Return exactly the line that contains "# response lists one point per instance, each like pixel 73" and all lines beneath it in the entries, through the very last one.

----------

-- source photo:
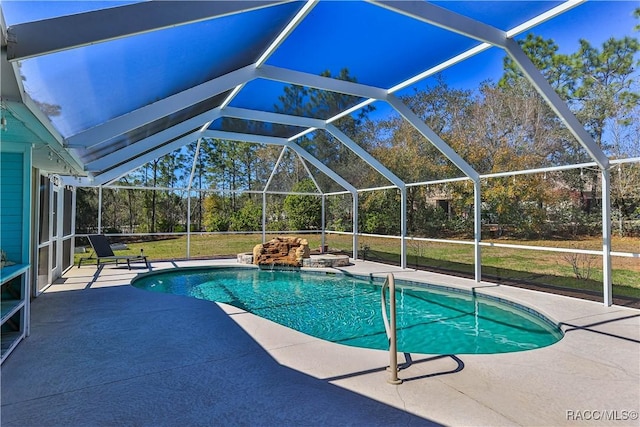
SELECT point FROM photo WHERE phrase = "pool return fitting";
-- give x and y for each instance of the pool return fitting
(390, 327)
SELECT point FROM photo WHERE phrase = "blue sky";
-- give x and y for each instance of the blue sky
(377, 47)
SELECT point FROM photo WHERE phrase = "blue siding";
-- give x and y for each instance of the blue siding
(11, 208)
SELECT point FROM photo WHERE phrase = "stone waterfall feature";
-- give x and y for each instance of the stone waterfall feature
(283, 251)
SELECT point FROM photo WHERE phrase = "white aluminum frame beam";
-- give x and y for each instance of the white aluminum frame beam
(432, 137)
(136, 149)
(52, 35)
(364, 155)
(142, 116)
(260, 139)
(444, 18)
(126, 167)
(284, 75)
(265, 116)
(560, 107)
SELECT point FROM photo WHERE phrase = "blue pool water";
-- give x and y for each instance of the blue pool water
(346, 310)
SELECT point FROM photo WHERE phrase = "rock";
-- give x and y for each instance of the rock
(289, 251)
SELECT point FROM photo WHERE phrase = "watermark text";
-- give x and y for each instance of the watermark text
(602, 415)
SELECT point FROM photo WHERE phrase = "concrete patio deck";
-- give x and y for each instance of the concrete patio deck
(104, 353)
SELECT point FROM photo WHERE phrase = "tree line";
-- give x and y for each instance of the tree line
(500, 127)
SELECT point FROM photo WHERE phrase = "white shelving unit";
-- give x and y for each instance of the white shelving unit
(14, 307)
(15, 237)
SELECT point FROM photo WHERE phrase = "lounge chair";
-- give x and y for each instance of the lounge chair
(102, 250)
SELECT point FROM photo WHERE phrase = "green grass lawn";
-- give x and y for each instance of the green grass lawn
(545, 268)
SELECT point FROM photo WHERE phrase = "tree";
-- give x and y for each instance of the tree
(304, 212)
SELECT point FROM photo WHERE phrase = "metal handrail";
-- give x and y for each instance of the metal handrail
(390, 326)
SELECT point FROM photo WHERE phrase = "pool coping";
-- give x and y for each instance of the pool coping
(595, 367)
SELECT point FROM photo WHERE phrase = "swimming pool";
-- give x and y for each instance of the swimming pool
(346, 310)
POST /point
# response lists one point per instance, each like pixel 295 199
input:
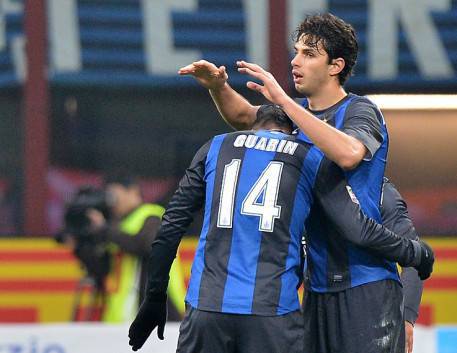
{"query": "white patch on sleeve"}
pixel 352 195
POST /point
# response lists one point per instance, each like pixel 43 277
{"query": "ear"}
pixel 336 66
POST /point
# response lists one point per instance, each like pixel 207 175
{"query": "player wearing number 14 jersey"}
pixel 257 187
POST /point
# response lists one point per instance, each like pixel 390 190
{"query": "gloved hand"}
pixel 152 314
pixel 427 258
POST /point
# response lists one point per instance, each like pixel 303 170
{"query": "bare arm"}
pixel 234 108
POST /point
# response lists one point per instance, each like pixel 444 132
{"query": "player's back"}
pixel 258 194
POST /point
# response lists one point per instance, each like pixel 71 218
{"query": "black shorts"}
pixel 363 319
pixel 213 332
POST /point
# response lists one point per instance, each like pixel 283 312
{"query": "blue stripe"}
pixel 199 259
pixel 246 239
pixel 288 300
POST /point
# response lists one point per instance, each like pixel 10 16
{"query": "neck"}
pixel 326 97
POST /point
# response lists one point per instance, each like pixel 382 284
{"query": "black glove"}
pixel 426 258
pixel 152 313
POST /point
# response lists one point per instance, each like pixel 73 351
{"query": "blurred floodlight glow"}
pixel 415 101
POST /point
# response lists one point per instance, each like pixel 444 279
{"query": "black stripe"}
pixel 274 246
pixel 218 240
pixel 338 274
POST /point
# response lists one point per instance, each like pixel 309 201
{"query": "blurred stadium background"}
pixel 90 86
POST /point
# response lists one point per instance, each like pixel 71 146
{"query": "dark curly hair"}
pixel 338 39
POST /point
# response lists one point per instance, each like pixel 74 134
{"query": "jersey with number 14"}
pixel 258 194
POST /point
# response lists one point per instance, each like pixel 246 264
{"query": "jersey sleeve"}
pixel 395 216
pixel 342 208
pixel 364 122
pixel 187 199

----------

— Exercise output —
# response lists one point per instance, each like pixel 73 351
{"query": "blurred floodlight glow"}
pixel 415 101
POST /point
# response lists one point per instance, each like pixel 444 279
{"query": "black stripe"}
pixel 274 246
pixel 218 240
pixel 338 274
POST /point
# response lists one point per instance, each like pixel 309 201
{"query": "blurred stadium background"}
pixel 90 86
POST /point
# response lists one point per instance, each like pixel 71 146
{"query": "dark curly hair"}
pixel 338 39
POST /point
# response lists one point per instance, each like pixel 74 134
{"query": "jersey with number 14"}
pixel 258 194
POST /point
# response lists one point per instance, each like pixel 246 264
{"query": "jersey sleeve"}
pixel 395 216
pixel 342 208
pixel 364 122
pixel 187 199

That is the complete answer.